**** Document text ****

From the commencement of this Act no tolls shall be charged for passage through the Mersey Tunnels.—[ Mr. Alton.]

Brought up, and read the First time.

The House divided: Ayes 110, Noes 55.

8.15 pm

With this we may take the following amendments:

No. 33, in page 75, line 39, leave out clauses 91 to 99.

No. 37, in clause 101, page 80, line 4, leave out from 'enactment' to 'after' in line 7.

No. 38, in page 80, line 10, leave out 'such moneys' and insert

'moneys borrowed for the purposes mentioned in subsection (2) below, or under subsection (3) below.'.

The purpose of the clause is to remove the tolls on the Mersey tunnels. They act as an artificial barrier instead of a bond on Merseyside.

In 1929 Parliament granted powers to allow the charging of tolls for the first Mersey tunnel. The leader of the Liverpool council, Sir Archibald Sinclair, said that there would come a time when the tunnel would be made toll-free. His successor many, many years later, Sir Harold MacDonald Stewart, gave a similar pledge when the Wallasey tunnel was completed. However, in 1980 we continue to pay a toll. There is a toll of 30p if one travels by car and a charge of 70p for vehicles of over three tons. That means that many are impeded in their desire to get from their place of residence to their place of work. Frequently transporters, hauliers and businessmen are unable to transport their commodities as successfully and economically as they would wish because of the large tolls that are imposed.

Many people cannot afford the cost of travelling through the Mersey tunnel. That is adding to the problems of the Merseyside economy. Some hon. Members gave an election undertaking that given the election of a Conservative Government they would fight for the tolls to be removed from the Mersey tunnels. I hope that Conservative Members who took that view in the past will find it within their power to support me in voting for the removal of tolls.

It would be of great benefit to Merseyside if people were able more readily to travel from one side of the water to the other. Undoubtedly the tolls act as a barrier. People are forced to pay tolls that are wildly beyond what they might reasonably be expected to pay. That is why I am convinced that the Mersey tunnels should become part of the national road netword and should act as a way of linking one community with another.

A person living in the Wirral, in Birkenhead or in Wallasey will have to pay 30p each day as he travels through the tunnel on his way to work. He will have to find another 30p on his return in the evening. In addition, he will have to pay high parking charges in Liverpool.

****

▶ _Given request A_:
List every person named in the debate text on the Mersey tunnel tolls.
▶ _Given request B_:
In the rows, begin at the line that has "Tag every instance of the front tire" and stop after the line that has "(1246, 509)". Give those lines again with "point" changed to "marker" and nothing else altered.

**** Given information ****

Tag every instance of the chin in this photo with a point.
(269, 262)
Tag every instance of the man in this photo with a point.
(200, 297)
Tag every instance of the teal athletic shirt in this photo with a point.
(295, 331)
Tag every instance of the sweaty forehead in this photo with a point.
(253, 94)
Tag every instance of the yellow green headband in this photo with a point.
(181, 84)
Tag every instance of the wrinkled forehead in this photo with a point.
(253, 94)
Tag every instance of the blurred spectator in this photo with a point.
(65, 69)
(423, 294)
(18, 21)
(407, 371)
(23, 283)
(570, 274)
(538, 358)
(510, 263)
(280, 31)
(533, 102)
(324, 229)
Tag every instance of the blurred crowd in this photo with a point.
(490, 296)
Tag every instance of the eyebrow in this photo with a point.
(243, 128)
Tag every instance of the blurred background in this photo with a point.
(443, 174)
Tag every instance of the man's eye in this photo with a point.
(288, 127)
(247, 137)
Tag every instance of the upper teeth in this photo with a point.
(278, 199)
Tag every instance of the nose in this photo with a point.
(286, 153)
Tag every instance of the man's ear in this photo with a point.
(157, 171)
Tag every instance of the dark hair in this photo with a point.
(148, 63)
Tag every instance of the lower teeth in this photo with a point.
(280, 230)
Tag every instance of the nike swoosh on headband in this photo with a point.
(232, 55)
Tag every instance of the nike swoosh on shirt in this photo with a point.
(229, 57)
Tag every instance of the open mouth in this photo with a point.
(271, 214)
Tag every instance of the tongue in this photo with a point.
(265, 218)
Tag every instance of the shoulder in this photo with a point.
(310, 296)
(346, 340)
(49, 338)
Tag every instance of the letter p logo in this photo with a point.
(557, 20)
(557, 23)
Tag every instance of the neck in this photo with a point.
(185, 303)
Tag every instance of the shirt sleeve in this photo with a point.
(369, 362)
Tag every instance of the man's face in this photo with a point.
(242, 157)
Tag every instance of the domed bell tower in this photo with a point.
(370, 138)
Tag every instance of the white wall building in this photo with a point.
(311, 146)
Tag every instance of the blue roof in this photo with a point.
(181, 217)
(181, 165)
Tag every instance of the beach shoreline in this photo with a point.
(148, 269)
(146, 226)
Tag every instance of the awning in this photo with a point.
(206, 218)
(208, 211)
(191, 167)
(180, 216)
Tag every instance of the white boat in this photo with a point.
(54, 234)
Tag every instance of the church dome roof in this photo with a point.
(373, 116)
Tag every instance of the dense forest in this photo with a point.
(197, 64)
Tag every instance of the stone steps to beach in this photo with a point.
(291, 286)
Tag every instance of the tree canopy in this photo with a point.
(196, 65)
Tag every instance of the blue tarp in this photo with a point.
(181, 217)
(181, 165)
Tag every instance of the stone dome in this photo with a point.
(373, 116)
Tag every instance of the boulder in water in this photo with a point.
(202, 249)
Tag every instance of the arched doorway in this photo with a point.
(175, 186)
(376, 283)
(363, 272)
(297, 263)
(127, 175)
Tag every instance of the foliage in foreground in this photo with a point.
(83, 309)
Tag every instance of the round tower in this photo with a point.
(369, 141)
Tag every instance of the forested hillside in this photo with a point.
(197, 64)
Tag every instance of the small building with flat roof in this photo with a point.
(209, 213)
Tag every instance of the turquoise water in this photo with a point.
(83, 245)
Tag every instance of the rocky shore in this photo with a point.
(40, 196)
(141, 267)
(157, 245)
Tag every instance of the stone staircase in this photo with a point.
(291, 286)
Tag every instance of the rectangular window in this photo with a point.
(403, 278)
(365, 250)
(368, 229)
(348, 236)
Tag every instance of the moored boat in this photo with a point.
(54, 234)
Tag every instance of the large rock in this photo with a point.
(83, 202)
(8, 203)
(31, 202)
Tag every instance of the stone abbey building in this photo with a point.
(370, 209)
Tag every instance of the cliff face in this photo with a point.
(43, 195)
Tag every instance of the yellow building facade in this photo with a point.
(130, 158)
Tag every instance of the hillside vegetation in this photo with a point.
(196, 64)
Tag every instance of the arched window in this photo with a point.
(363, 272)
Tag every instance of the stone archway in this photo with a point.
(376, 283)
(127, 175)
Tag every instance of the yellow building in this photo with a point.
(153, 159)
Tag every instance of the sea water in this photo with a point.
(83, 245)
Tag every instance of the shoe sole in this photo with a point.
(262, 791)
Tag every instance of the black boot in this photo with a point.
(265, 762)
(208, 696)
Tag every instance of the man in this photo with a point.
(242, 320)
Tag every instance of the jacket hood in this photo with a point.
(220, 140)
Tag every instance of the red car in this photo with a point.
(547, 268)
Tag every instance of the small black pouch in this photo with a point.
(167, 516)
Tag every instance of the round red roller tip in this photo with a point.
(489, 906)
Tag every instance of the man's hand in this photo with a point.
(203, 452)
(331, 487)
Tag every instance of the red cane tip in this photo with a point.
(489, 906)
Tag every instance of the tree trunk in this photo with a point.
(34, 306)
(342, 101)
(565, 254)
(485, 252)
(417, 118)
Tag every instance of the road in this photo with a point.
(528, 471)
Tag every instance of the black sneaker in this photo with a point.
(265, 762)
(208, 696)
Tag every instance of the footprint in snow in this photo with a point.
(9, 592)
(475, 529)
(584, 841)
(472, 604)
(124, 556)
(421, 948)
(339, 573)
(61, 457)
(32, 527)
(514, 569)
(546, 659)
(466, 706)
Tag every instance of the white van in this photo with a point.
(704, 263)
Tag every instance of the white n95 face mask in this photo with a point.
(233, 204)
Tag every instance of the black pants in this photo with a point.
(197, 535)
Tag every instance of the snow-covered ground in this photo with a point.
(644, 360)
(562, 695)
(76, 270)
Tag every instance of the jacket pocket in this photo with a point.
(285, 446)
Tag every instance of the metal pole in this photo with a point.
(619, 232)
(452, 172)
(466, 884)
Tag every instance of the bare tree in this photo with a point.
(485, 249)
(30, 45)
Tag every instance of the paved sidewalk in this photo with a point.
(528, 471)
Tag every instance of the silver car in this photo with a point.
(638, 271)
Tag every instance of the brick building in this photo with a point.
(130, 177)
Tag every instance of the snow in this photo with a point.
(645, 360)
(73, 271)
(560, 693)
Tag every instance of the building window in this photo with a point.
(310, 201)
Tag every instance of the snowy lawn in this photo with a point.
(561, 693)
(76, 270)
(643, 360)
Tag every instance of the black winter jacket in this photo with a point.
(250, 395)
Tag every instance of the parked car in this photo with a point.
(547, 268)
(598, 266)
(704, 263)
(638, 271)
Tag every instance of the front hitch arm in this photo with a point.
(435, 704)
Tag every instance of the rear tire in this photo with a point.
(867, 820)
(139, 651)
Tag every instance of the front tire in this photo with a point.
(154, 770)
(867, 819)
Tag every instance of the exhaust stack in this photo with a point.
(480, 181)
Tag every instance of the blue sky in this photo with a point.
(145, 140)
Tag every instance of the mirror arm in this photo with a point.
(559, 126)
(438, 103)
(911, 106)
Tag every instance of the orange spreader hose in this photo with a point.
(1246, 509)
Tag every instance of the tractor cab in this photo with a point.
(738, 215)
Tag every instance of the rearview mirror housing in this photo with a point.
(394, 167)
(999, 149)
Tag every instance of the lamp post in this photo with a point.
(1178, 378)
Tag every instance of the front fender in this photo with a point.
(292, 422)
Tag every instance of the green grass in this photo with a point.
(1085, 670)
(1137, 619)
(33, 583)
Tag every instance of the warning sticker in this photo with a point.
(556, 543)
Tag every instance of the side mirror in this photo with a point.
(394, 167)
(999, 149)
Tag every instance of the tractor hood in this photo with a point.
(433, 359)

****

▶ _Task answer A_:
Mr. Alton
Sir Archibald Sinclair
Sir Harold MacDonald Stewart

▶ _Task answer B_:
Tag every instance of the front tire in this photo with a marker.
(154, 770)
(867, 819)
Tag every instance of the exhaust stack in this photo with a marker.
(480, 181)
Tag every instance of the blue sky in this photo with a marker.
(145, 140)
Tag every instance of the mirror arm in this photo with a marker.
(559, 126)
(438, 103)
(911, 106)
Tag every instance of the orange spreader hose in this photo with a marker.
(1246, 509)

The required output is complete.